# Exercise aim:
Write every entry out again with no changes, and leave the images behind.

# Dataset entries:

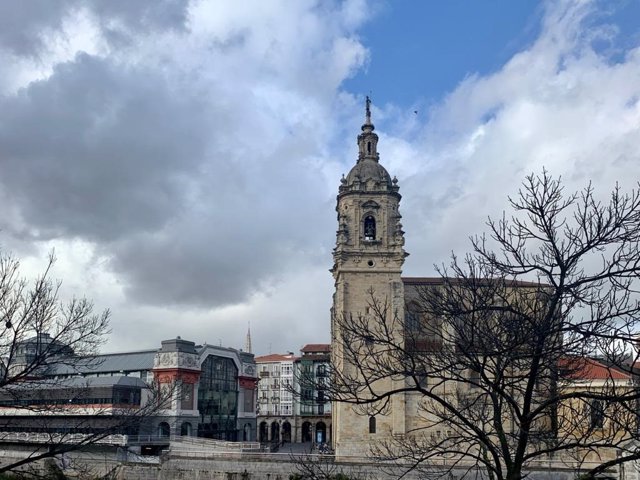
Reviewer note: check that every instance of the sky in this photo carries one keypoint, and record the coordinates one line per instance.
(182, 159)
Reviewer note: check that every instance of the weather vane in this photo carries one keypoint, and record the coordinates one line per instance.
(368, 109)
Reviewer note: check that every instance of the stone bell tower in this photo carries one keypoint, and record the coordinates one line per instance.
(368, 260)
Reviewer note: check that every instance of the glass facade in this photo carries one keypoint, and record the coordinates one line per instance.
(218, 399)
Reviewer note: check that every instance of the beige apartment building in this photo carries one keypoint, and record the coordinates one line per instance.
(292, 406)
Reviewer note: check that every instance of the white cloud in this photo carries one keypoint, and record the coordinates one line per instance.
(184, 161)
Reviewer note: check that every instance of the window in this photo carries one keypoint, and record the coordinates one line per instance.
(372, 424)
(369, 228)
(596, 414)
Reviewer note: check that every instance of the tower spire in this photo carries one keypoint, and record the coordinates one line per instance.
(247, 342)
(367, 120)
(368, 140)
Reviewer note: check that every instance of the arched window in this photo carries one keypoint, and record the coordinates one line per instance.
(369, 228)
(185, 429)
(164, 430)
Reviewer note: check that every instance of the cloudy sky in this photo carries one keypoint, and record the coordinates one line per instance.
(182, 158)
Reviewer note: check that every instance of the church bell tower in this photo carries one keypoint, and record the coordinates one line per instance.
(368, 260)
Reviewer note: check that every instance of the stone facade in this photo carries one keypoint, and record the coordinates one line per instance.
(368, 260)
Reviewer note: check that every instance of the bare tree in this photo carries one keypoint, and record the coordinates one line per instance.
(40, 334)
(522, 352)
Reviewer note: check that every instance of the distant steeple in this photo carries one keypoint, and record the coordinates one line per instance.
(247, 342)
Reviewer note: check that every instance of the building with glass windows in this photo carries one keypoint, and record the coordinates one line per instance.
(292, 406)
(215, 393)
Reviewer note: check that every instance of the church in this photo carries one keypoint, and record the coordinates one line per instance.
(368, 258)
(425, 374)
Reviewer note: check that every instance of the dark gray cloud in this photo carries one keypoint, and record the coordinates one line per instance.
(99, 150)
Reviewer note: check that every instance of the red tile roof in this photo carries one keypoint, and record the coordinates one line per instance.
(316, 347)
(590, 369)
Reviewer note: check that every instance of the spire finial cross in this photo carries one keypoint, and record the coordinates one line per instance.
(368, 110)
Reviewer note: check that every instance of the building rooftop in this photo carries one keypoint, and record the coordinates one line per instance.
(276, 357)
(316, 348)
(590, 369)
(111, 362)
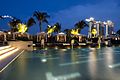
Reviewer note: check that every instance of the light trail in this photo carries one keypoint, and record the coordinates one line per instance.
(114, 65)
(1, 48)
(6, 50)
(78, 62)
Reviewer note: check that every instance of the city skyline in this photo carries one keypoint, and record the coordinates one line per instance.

# Written solution:
Reviewer note: check that every instance of the sky in this photo carries one keypoint, and record the coordinates one line per instance.
(182, 159)
Reviewer note: check that every instance of the weather vane in this photo carries one keypoint, and record the coordinates one line per instance.
(368, 109)
Reviewer note: check that every instance of the stone bell tower in this photo carries one keypoint, and record the coordinates one line per instance.
(368, 260)
Reviewer note: check that every instance of the glass facade in this photo carries one keypoint, and record the coordinates one line per instance.
(218, 399)
Reviewer note: check that every instance of the beige apartment building in this photo carries one keypoint, and record the coordinates one line per instance.
(292, 406)
Reviewer note: check that every instance of the white cloud in this photo carries one keypoint, and record the coordinates one line per instance.
(184, 161)
Reviewer note: check that every instance of the window in this photo carries one keypoint, and record the coordinates one line per instance.
(372, 424)
(369, 228)
(596, 414)
Reviewer note: check that every instance of the tower spire in this photo carries one keypoint, and record the coordinates one line per instance.
(247, 342)
(367, 120)
(368, 140)
Reviewer note: check that every instance of the arched window in this photo carries one keypoint, and record the coordinates one line per instance.
(369, 228)
(185, 429)
(164, 430)
Reviewer note: check that every instance of the cloudy sky in this photo carries one keypoint, and record the coordinates one line per instance.
(182, 158)
Reviewer note: check that every instance of the church bell tower in this photo carries one keypoint, and record the coordinates one line per instance.
(368, 260)
Reviewer note: check that every instance of the stone facade in this photo carries one keypoint, and record the coordinates one line per instance.
(368, 260)
Reviewer note: check that every instance of the bare tree in this photo carries one keypoint, and record the coordinates one line per instance.
(40, 334)
(522, 352)
Reviewer note: check that every instance of the distant steeple in this photo carries one keypoint, and record the coordinates one line per instance.
(247, 342)
Reviewer note: check that every instance of the building with glass windows in this photo carries one keypoint, and record the coordinates one line per instance.
(292, 406)
(215, 393)
Reviewer note: check that every instance of the church in this photo carries one keypoint, and record the coordinates one line per instance.
(368, 258)
(425, 374)
Reviewer note: check that every instance of the dark gray cloud in this photo carries one keypoint, and record the coordinates one line per instance.
(99, 150)
Reviewer note: check that every instance of the red tile roof in this photo carries one keypoint, and record the coordinates one line per instance.
(316, 347)
(590, 369)
Reviewer note: check that every instance of the spire finial cross in this photo carries one keypoint, and record the coordinates one line per instance.
(368, 110)
Reviewer note: check that every instance of the building rooftop in this photo carries one keypoint, and record the coordinates one line per instance.
(276, 357)
(316, 348)
(590, 369)
(111, 362)
Reviewer note: check that every instance of the light trail in this photo carries one keypoint, and record the coordinates one line per instance.
(114, 65)
(1, 48)
(6, 50)
(78, 62)
Reviewer note: check that every instance of the city skyline in this photo carries one keypoint, and record the coordinates one line per instance.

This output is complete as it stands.